— Source text —
-------

Industry Analyst Insight on How Big Data is Bigger Than Data

June 19, 2014 Stacey Schneider

featured-BigData-BigPicture Gartner’s Svetlana Sicular posted her thoughts on 5+ Big Data Companies to Watch on June 17, 2014. In it, Pivotal is listed as one of those Big Data companies to watch. With an important caveat.

We feel this falls in line with our vision that there is a much bigger picture than just big data, and big data’s future depends on ingraining it into the entire development process to make it more easily incorporated, modified and deployed so companies can capitalize on big data opportunities happening right now.

Historically, big data technologies have been offline in silos and took weeks or months to gain insight and comprehensive reports. This is a waste.

Recognizing this, internet giants such as Yahoo! and Facebook developed a new approach for harnessing big data with Apache Hadoop®. MPP databases like Greenplum Database emerged that shared the idea that parallel processing could speed up data munching and crunching, while also making more affordable by running on commodity hardware. In-memory data grids emerged caching high use data for rapid fire access to applications. For many, a complete solution involves all three of these types of technologies, as explained in our post Exploring Big Data Solutions: When To Use Apache Hadoop® vs In-memory vs MPP.

But if you step back farther, delivering big data solutions relies on far more than the data stores. Its the application code. Its the messaging system. Its the array of devices you are collecting data from, whether it be from the web, mobile devices or telemetry from the Internet of Things. Its the machines its running on, whether on premise or in the cloud. Its how you deploy to those machines. Its how you manage them, and the apps deployed on it.

Basically, we are of the opinion that its everything that touches the application lifecycle. And if you bring all those pieces together, its the third platform.

-------

— Extracted material —
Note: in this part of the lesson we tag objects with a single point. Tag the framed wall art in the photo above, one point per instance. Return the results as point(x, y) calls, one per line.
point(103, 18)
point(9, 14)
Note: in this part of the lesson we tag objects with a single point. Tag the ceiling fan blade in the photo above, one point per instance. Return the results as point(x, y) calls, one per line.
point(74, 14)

-------

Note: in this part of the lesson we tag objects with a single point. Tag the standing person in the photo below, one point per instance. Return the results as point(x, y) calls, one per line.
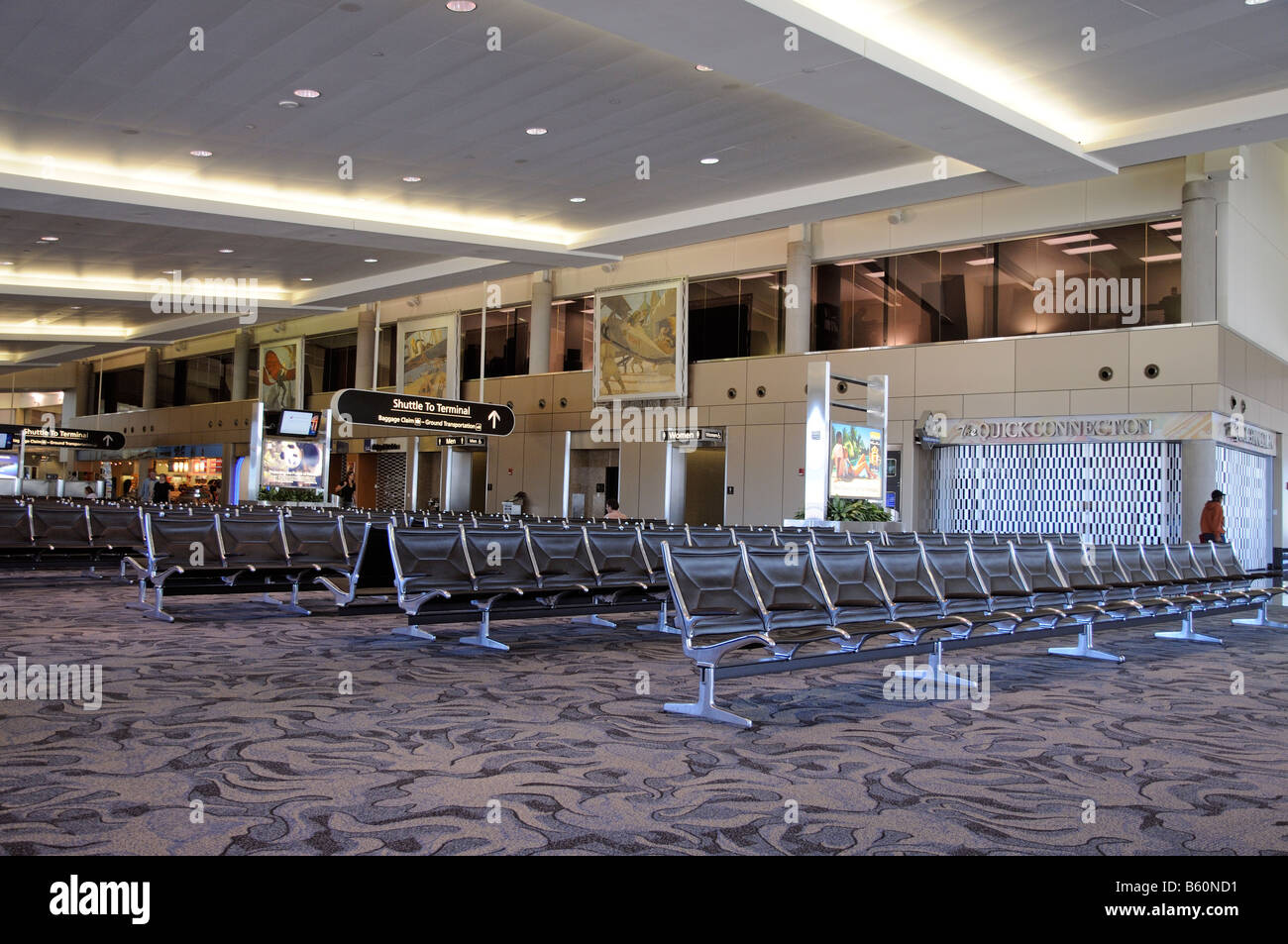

-------

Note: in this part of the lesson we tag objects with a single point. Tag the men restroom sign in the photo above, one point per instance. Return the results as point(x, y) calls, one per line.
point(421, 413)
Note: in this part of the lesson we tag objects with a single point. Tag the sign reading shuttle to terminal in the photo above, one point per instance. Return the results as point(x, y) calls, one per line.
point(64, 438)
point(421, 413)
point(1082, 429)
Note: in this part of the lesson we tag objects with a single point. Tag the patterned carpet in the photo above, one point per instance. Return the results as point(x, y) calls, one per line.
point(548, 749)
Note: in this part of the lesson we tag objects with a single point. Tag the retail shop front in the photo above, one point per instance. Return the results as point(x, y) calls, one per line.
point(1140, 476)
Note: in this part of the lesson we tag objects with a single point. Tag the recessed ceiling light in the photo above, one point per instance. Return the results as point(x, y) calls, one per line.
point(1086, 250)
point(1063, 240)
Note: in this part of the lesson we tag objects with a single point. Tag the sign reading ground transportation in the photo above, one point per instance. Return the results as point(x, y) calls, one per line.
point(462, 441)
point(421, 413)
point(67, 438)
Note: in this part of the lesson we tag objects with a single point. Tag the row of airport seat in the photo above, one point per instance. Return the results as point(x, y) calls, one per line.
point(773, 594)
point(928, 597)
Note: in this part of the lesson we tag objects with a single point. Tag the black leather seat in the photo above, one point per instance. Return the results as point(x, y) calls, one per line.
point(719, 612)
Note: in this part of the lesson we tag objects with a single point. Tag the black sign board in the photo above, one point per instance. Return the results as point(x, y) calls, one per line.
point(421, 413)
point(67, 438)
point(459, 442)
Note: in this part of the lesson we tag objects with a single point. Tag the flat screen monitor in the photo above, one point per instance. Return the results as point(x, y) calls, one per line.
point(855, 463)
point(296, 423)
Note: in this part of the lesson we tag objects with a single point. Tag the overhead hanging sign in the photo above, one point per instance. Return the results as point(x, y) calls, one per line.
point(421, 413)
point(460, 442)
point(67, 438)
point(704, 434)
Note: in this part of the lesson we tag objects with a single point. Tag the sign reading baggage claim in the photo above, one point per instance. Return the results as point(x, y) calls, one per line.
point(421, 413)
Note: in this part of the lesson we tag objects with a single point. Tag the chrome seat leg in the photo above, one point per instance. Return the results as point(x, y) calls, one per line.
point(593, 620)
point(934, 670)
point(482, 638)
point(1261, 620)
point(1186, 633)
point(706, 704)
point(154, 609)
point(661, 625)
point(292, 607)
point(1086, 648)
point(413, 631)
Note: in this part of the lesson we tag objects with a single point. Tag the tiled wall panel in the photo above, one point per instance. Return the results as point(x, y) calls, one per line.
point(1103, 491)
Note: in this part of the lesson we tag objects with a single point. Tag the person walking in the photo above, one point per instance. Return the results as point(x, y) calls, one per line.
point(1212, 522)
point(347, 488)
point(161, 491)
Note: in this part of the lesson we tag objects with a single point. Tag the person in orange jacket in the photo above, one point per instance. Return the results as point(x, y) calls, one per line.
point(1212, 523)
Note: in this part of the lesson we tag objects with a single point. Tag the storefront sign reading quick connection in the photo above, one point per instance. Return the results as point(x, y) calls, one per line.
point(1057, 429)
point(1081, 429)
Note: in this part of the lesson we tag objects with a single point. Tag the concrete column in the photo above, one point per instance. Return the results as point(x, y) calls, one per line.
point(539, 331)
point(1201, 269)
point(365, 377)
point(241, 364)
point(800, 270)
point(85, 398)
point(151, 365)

-------

— Tasks to complete —
a - According to the big data article, what does delivering big data solutions rely on beyond the data stores? List every item it names.
b - In the big data article, which internet giants developed a new approach for harnessing big data with Apache Hadoop?
c - Continue the big data article from its last sentence.
The records have nothing to do with the big data article.

— Responses in order —
a -
- The application code
- The messaging system
- The array of devices data is collected from (the web, mobile devices or telemetry from the Internet of Things)
- The machines it runs on, whether on premise or in the cloud
- How you deploy to those machines
- How you manage them and the apps deployed on them

b - Yahoo! and Facebook.

c -
Pivotal’s Mission

Recognizing that the future, and likely the growth of virtualization and storage sales, depended on the apps deploying on both of these platforms, EMC and VMware got together and decided to spin out Pivotal, with the collection of ingredients from both companies that paint a complete picture of how these apps gel together. Knowing their bread and butter depended on the apps that ran on them, they had been steadily investing in a broad range of application technologies that covered application, cloud and data fabrics.

The only real gap between both EMC’s and VMware’s portfolio was the Internet of Things, and mobile—both of which are undoubtedly the largest sources of big data, and where big data has the most opportunities to harness competitive advantage and business optimization. This is why General Electric was essential to our launch to leverage their investments in the Industrial Internet to lead the entire market to the Internet of Things. This is also why Pivotal’s first acquisition was Xtreme Labs, with their technical prowess for developing world-class mobile applications.

Now under one roof, we are all aimed at the 3^rd platform where all of these pieces converge and just work for developers and business users alike. In short, we are working hard to eliminate complexity, maximize automation, reduce overhead and costs and make it really simple for companies to focus on building really great software.

To that end, we’ve made some major strides in the past year:

Cloud Foundry. Underpinning the entire third platform, Cloud Foundry is critical to eliminating the overhead and risks of building and deploying apps. After last week’s Cloud Foundry Summit, there is no denying this vision is happening. Last year we delivered the 1.0 enterprise-ready version of Cloud Foundry, Pivotal CF, and started to recruit an ecosystem of ISVs to do the same. Earlier this year, we formalized the ecosystem with the Cloud Foundry Foundation which will ensure open governance for the project. The momentum this project has taken since the spin-out is real and massive, and was extremely evident at the Cloud Foundry Summit last week with a newly minted ecosystem worth over $3 trillion in market cap present, as I described in my field report.
Spring. Java developers still rule the biggest apps on the planet. And Spring is at the forefront of this movement helping to reduce complexity and lines of code needed to deliver apps. This past year, we’ve also worked hard to make it easier for Spring developers to work with big data by releasing Spring XD. We’ve made it simpler to deploy apps with Spring Boot. And right now we are working on taking the dozens of projects in the Spring ecosystem, and applying the principles of the consumerization of IT to them. Basically, we are releasing a new version of Spring soon that will eliminate the version dependencies between all the Spring projects, allowing developers to confidently use any Spring component in the same release, and upgrade them smoothly.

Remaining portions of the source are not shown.